**Your instructions**:
Put the lines of the listing below into a numbered list, starting at the line that contains "Check the frame above and tell me where the yellow bell" and ending at the line that contains "[0,0,350,245]". Include both of those lines, skip any blank lines, and leave out the pictures.

== Extracted entries ==

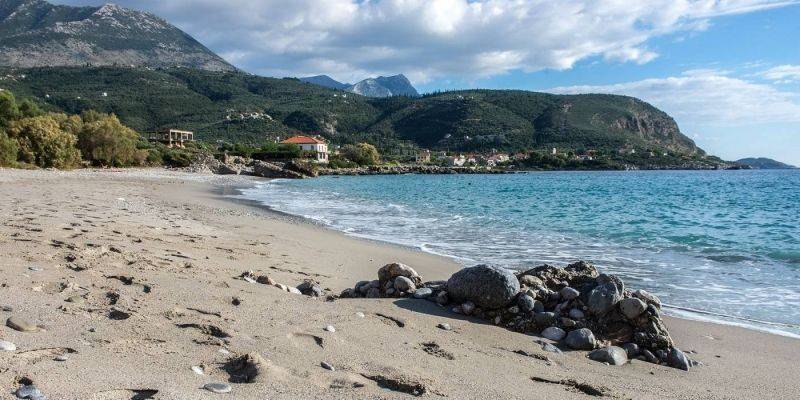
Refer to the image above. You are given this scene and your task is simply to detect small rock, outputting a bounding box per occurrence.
[436,290,450,305]
[394,276,417,292]
[14,385,45,400]
[414,288,433,299]
[642,349,659,364]
[667,347,692,371]
[540,342,561,354]
[542,326,567,342]
[622,343,639,358]
[319,361,336,371]
[0,340,17,351]
[559,286,581,300]
[569,308,586,319]
[589,346,628,365]
[566,328,597,350]
[533,312,556,326]
[517,294,536,313]
[287,286,303,294]
[203,383,233,394]
[619,297,647,319]
[6,317,39,332]
[587,274,625,316]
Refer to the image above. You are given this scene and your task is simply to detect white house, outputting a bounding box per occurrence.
[281,136,328,164]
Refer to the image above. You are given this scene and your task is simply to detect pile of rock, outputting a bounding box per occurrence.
[186,155,315,179]
[341,263,441,299]
[342,261,695,370]
[239,271,325,297]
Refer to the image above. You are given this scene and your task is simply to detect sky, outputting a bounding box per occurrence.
[55,0,800,165]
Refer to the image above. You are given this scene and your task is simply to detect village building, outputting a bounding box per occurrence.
[445,155,467,167]
[150,129,194,147]
[281,136,328,164]
[416,150,431,164]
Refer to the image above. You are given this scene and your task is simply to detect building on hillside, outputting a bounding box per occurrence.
[281,136,328,164]
[416,150,431,164]
[486,154,510,167]
[150,129,194,147]
[445,155,467,167]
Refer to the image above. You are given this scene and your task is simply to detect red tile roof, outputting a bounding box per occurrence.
[281,136,325,144]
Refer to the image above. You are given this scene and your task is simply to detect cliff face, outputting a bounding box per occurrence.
[0,0,235,71]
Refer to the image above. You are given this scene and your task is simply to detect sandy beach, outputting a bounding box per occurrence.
[0,169,800,399]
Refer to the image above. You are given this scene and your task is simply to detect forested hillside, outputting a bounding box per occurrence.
[0,67,703,159]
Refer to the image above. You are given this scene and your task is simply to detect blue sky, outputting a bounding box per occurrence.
[57,0,800,165]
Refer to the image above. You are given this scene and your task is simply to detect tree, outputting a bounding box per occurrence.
[8,115,81,169]
[0,90,19,128]
[342,143,381,165]
[0,131,19,167]
[78,113,144,167]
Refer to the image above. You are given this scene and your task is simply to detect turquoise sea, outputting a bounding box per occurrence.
[236,170,800,337]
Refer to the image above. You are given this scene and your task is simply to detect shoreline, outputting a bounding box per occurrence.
[0,170,800,400]
[220,175,800,340]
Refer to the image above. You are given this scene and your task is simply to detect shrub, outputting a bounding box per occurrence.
[342,143,380,165]
[8,115,81,169]
[78,113,141,167]
[0,131,19,167]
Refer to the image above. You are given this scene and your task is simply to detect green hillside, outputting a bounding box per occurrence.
[0,67,703,159]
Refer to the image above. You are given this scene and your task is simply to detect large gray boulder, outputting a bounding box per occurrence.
[589,346,628,365]
[565,328,597,350]
[447,265,519,309]
[587,274,625,315]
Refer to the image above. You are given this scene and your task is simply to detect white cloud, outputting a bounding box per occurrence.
[758,65,800,83]
[548,70,800,127]
[54,0,796,81]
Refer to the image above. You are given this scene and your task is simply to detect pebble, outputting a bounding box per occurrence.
[319,361,336,371]
[414,288,433,299]
[461,301,475,315]
[6,317,39,332]
[542,326,567,342]
[566,328,597,350]
[203,383,233,393]
[569,308,586,319]
[541,342,561,354]
[588,346,628,365]
[619,297,647,319]
[559,286,581,300]
[0,340,17,351]
[14,385,45,400]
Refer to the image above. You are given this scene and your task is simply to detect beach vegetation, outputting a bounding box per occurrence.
[341,143,381,165]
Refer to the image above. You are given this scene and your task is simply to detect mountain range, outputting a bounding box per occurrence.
[735,157,797,169]
[0,0,718,165]
[0,0,236,71]
[300,74,419,97]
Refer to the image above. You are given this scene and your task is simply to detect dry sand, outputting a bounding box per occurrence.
[0,170,800,399]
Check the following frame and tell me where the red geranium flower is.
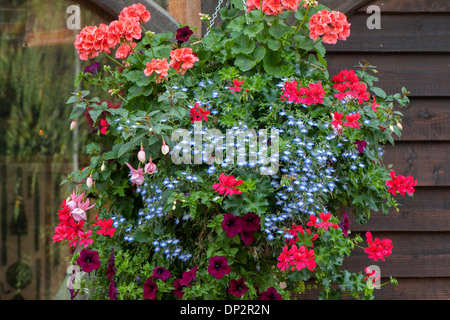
[364,232,394,261]
[228,278,248,299]
[208,256,231,279]
[77,249,100,273]
[213,172,244,196]
[144,276,158,300]
[259,287,283,300]
[230,79,244,92]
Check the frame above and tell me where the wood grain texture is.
[298,276,450,301]
[383,141,450,187]
[349,187,450,232]
[326,13,450,52]
[326,52,450,97]
[343,232,450,278]
[396,97,450,141]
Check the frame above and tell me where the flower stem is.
[125,38,144,64]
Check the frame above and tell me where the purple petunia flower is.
[153,267,172,281]
[241,231,255,246]
[106,248,117,281]
[77,249,100,273]
[175,26,194,42]
[208,256,231,279]
[242,212,261,231]
[222,212,242,238]
[172,279,186,299]
[144,276,158,300]
[228,278,248,299]
[339,212,350,237]
[180,266,198,286]
[259,287,283,300]
[83,62,100,74]
[353,140,367,153]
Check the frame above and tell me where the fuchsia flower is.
[189,102,210,122]
[144,276,158,300]
[228,278,248,299]
[386,171,417,196]
[72,199,95,221]
[77,249,100,273]
[93,218,116,238]
[125,158,156,186]
[213,172,244,197]
[259,287,283,300]
[230,79,244,92]
[364,232,394,261]
[208,256,231,279]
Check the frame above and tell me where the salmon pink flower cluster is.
[281,80,326,106]
[53,190,95,247]
[144,58,169,83]
[277,244,316,271]
[246,0,301,15]
[333,70,373,104]
[309,9,350,44]
[169,48,199,75]
[74,4,150,61]
[213,172,244,197]
[386,171,417,196]
[189,102,211,122]
[364,231,394,261]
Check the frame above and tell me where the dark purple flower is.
[106,248,117,280]
[353,140,367,153]
[222,212,242,238]
[144,277,158,300]
[83,62,100,74]
[242,212,261,231]
[339,212,350,237]
[172,279,186,299]
[153,267,172,281]
[228,278,248,299]
[77,249,100,273]
[241,231,255,246]
[108,280,119,300]
[259,287,283,300]
[208,256,231,279]
[180,266,198,286]
[176,26,194,42]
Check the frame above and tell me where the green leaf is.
[117,142,133,158]
[234,54,256,72]
[89,108,103,123]
[70,102,86,119]
[253,46,266,62]
[370,87,387,99]
[231,36,255,54]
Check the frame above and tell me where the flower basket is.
[53,0,416,300]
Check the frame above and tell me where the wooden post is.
[169,0,202,38]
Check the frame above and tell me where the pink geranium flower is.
[213,172,244,197]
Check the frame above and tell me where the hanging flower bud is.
[138,144,146,163]
[161,140,170,154]
[144,157,156,174]
[86,174,94,188]
[70,119,77,131]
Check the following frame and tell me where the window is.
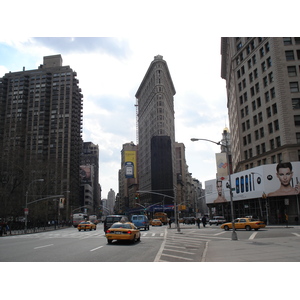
[269,72,274,83]
[274,120,279,131]
[285,50,295,60]
[265,91,270,102]
[268,123,273,133]
[270,88,276,99]
[263,76,268,87]
[276,136,281,147]
[283,37,292,46]
[288,66,297,77]
[294,115,300,126]
[290,81,299,93]
[292,98,300,109]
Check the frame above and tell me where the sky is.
[0,36,228,198]
[0,0,299,299]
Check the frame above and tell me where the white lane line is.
[162,253,193,260]
[33,244,53,249]
[90,246,103,252]
[163,248,195,255]
[249,232,257,240]
[154,228,167,262]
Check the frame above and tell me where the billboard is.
[205,162,300,204]
[124,151,137,178]
[80,165,93,184]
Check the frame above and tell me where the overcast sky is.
[0,36,228,198]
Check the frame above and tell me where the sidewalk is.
[202,236,300,262]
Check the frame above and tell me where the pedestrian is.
[196,218,200,228]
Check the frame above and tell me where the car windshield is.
[111,223,131,229]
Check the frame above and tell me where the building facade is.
[218,37,300,224]
[80,142,101,215]
[221,37,300,172]
[135,55,177,209]
[0,55,83,220]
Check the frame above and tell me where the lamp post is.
[191,134,238,240]
[24,178,44,234]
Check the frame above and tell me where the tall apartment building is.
[221,37,300,172]
[135,55,177,204]
[115,142,139,213]
[0,55,83,220]
[80,142,101,214]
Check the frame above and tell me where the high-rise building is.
[135,55,177,204]
[0,55,83,220]
[80,142,101,215]
[221,37,300,172]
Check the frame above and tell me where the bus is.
[73,213,88,227]
[153,212,168,225]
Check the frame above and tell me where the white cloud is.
[0,36,228,198]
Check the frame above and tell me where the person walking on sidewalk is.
[196,218,201,228]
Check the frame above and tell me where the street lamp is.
[191,130,238,240]
[24,178,44,234]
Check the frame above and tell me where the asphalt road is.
[0,224,165,262]
[0,224,300,262]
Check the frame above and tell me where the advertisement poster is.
[124,151,136,178]
[205,161,300,204]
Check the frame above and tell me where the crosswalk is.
[155,230,226,262]
[6,230,165,239]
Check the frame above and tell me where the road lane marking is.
[162,253,193,260]
[292,232,300,237]
[164,248,195,254]
[33,244,53,249]
[154,228,167,262]
[90,246,103,252]
[249,232,257,240]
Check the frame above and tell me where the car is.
[103,215,129,232]
[105,222,141,244]
[151,219,162,226]
[208,216,226,226]
[131,215,150,230]
[77,221,97,231]
[183,217,196,224]
[221,218,266,230]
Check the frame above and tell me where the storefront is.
[205,162,300,225]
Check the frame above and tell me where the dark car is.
[103,215,129,233]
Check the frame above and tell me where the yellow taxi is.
[151,219,162,226]
[221,218,266,230]
[77,221,97,231]
[105,222,141,244]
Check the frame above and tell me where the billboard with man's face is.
[205,162,300,204]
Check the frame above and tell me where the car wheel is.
[245,225,252,231]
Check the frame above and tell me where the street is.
[0,224,300,262]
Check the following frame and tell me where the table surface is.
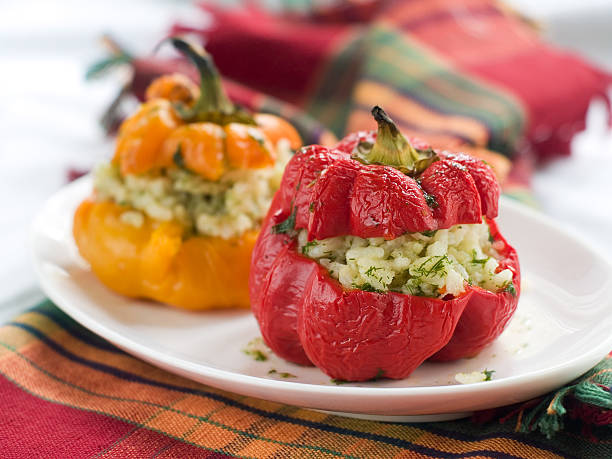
[0,0,612,322]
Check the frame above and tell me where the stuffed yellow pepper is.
[73,38,301,310]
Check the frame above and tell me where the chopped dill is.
[268,368,297,379]
[470,250,490,265]
[302,241,319,255]
[242,349,268,362]
[365,266,382,283]
[353,282,382,293]
[503,281,516,296]
[272,208,297,234]
[482,368,495,381]
[423,191,439,209]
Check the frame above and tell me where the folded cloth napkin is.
[0,301,612,459]
[171,0,612,163]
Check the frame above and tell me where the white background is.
[0,0,612,322]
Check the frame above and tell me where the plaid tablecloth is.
[0,0,612,458]
[0,301,612,459]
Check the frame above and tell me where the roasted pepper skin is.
[73,199,257,310]
[430,220,521,362]
[249,133,520,381]
[73,38,301,310]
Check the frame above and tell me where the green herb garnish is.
[423,191,439,209]
[302,241,319,255]
[272,208,297,234]
[268,368,297,379]
[503,281,516,296]
[353,282,382,293]
[482,368,495,381]
[242,349,268,362]
[470,250,490,265]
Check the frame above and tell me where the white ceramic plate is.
[32,177,612,421]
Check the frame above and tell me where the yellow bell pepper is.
[73,39,301,310]
[73,199,257,310]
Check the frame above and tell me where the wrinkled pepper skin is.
[73,199,257,310]
[73,38,302,310]
[249,132,520,381]
[430,220,521,362]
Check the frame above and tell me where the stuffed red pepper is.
[249,107,520,381]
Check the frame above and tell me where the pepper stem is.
[169,37,255,124]
[354,105,438,175]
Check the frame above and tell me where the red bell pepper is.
[249,107,520,381]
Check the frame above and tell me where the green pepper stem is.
[355,105,438,175]
[169,37,255,124]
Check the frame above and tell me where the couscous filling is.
[94,141,291,239]
[298,223,513,298]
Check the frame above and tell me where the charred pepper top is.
[249,107,520,381]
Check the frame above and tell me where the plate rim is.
[29,174,612,405]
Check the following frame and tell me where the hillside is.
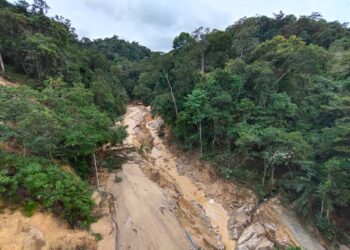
[0,0,350,250]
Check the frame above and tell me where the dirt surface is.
[0,209,97,250]
[102,105,323,250]
[0,105,325,250]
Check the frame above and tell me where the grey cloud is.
[41,0,350,51]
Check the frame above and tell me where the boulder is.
[236,223,274,250]
[23,227,46,250]
[228,204,254,240]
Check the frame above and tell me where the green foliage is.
[23,200,38,217]
[0,152,94,227]
[134,12,350,244]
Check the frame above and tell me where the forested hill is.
[0,0,151,227]
[0,0,350,246]
[133,13,350,244]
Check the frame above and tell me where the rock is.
[256,237,274,250]
[205,183,219,196]
[22,227,46,250]
[264,223,276,239]
[92,191,102,207]
[228,204,254,240]
[339,245,350,250]
[236,223,274,250]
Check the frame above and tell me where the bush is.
[0,152,95,227]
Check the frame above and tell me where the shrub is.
[0,152,94,227]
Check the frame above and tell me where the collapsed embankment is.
[95,105,323,250]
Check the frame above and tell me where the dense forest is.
[133,12,350,240]
[0,0,151,227]
[0,0,350,245]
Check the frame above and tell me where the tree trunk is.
[35,57,41,82]
[93,153,100,190]
[163,70,178,117]
[0,52,5,75]
[201,52,205,74]
[199,122,203,158]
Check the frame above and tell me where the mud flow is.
[92,105,323,250]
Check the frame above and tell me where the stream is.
[95,105,324,250]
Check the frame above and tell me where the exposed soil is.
[101,105,324,249]
[0,76,17,87]
[0,209,97,250]
[0,105,324,250]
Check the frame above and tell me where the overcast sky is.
[20,0,350,51]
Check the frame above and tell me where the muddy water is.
[110,105,323,250]
[147,117,235,249]
[106,106,234,249]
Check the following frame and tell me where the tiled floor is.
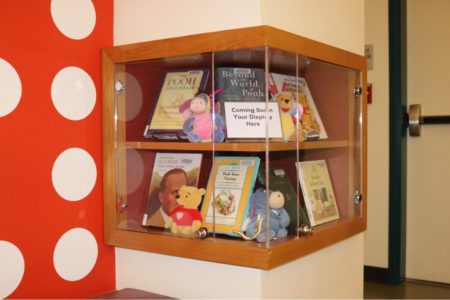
[364,280,450,299]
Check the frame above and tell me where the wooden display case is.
[102,26,367,269]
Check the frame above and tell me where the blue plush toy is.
[236,188,290,242]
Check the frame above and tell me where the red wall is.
[0,0,115,298]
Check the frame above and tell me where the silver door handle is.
[408,104,450,136]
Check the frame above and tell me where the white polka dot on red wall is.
[0,58,22,117]
[52,148,97,201]
[51,66,97,121]
[0,241,25,299]
[53,228,98,281]
[50,0,96,40]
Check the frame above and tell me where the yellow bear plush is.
[275,92,303,141]
[164,185,206,234]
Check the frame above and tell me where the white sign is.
[224,101,283,138]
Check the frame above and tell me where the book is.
[144,69,209,140]
[201,156,260,236]
[215,67,266,107]
[142,152,203,227]
[268,73,328,140]
[296,160,339,226]
[257,167,310,235]
[215,67,282,139]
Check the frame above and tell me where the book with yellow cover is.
[144,69,209,140]
[296,160,339,226]
[201,156,260,236]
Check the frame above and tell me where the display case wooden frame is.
[102,26,367,269]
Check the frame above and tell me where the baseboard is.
[364,266,389,283]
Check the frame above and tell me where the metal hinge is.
[353,86,362,96]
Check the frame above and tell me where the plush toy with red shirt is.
[164,185,206,235]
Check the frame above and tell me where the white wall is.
[114,0,261,45]
[114,0,364,298]
[406,0,450,284]
[364,0,389,268]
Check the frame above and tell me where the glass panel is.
[115,54,212,237]
[264,48,307,241]
[299,57,361,228]
[209,47,266,240]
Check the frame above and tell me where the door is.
[405,0,450,283]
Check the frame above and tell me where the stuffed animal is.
[235,188,291,242]
[164,185,206,235]
[183,93,225,143]
[274,92,303,141]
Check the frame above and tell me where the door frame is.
[387,0,408,284]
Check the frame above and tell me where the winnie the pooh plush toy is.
[274,92,303,141]
[164,185,206,235]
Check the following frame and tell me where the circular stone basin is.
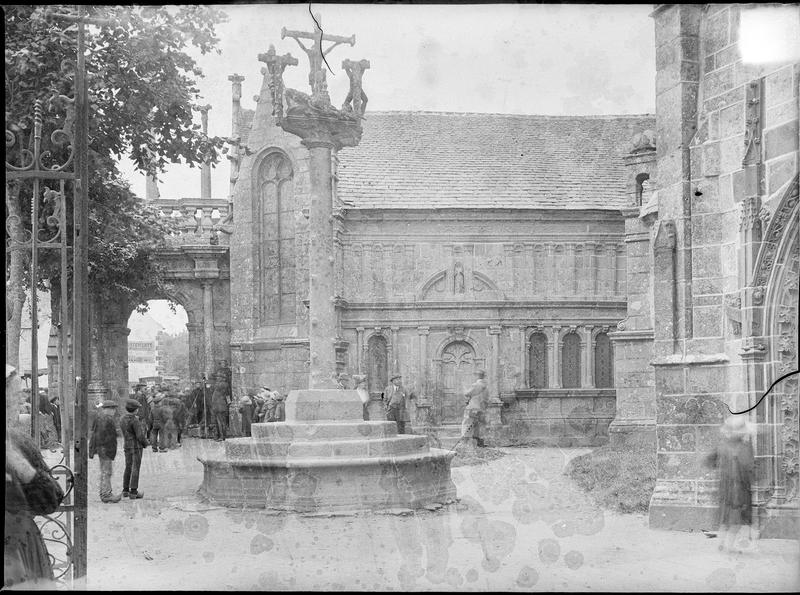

===

**Task answer**:
1. Check the frame above and tell me where the yellow bell pepper is.
2. [73,39,301,310]
3. [73,199,257,310]
4. Check the frame above and tell me where the wrinkled pepper skin is.
5. [73,199,257,310]
6. [73,38,302,310]
7. [249,132,520,381]
8. [430,220,521,362]
9. Check the frame above and tell me where the stuffed red pepper is.
10. [249,107,520,381]
11. Check the frame above and tell me where the pepper stem is.
12. [169,37,255,124]
13. [354,105,438,175]
14. Check the frame above and tell me where the red bell pepper is.
15. [249,107,520,381]
16. Check the frame above and tell me where the green pepper stem is.
17. [355,105,438,175]
18. [169,37,255,124]
19. Check the frame above and tell me where the couscous filling is.
20. [94,141,291,239]
21. [298,223,513,298]
22. Check the frame above and tell me where the charred pepper top is.
23. [249,107,520,381]
24. Check the frame above and tell me where the plate rim is.
25. [29,174,612,405]
26. Check the following frame and tell me where the hillside is.
27. [0,0,350,250]
28. Check the frame above and tell me where the dirt surface is.
29. [0,209,97,250]
30. [102,105,323,250]
31. [0,105,325,250]
32. Check the frame above and tell me where the grey cloud is.
33. [41,0,350,51]
34. Check the frame above and tell me where the boulder is.
35. [236,223,274,250]
36. [23,227,46,250]
37. [228,204,254,240]
38. Check the frame above and tell me where the green foliage is.
39. [23,200,38,217]
40. [0,152,94,227]
41. [134,12,350,244]
42. Check the frame above and tell me where the forested hill is.
43. [0,0,151,227]
44. [0,0,350,246]
45. [133,13,350,244]
46. Check the frame above and tell me where the rock is.
47. [256,237,274,250]
48. [205,183,219,196]
49. [22,227,46,250]
50. [264,223,276,239]
51. [92,191,102,207]
52. [228,204,254,240]
53. [339,245,350,250]
54. [236,223,274,250]
55. Check the frame above and tell me where the bush is.
56. [0,152,95,227]
57. Check the frame above and tell me where the shrub is.
58. [0,152,94,227]
59. Check the frame above and tell me where the collapsed embankment is.
60. [95,105,323,250]
61. Check the frame above and tell me where the dense forest is.
62. [133,12,350,240]
63. [0,0,151,227]
64. [0,0,350,245]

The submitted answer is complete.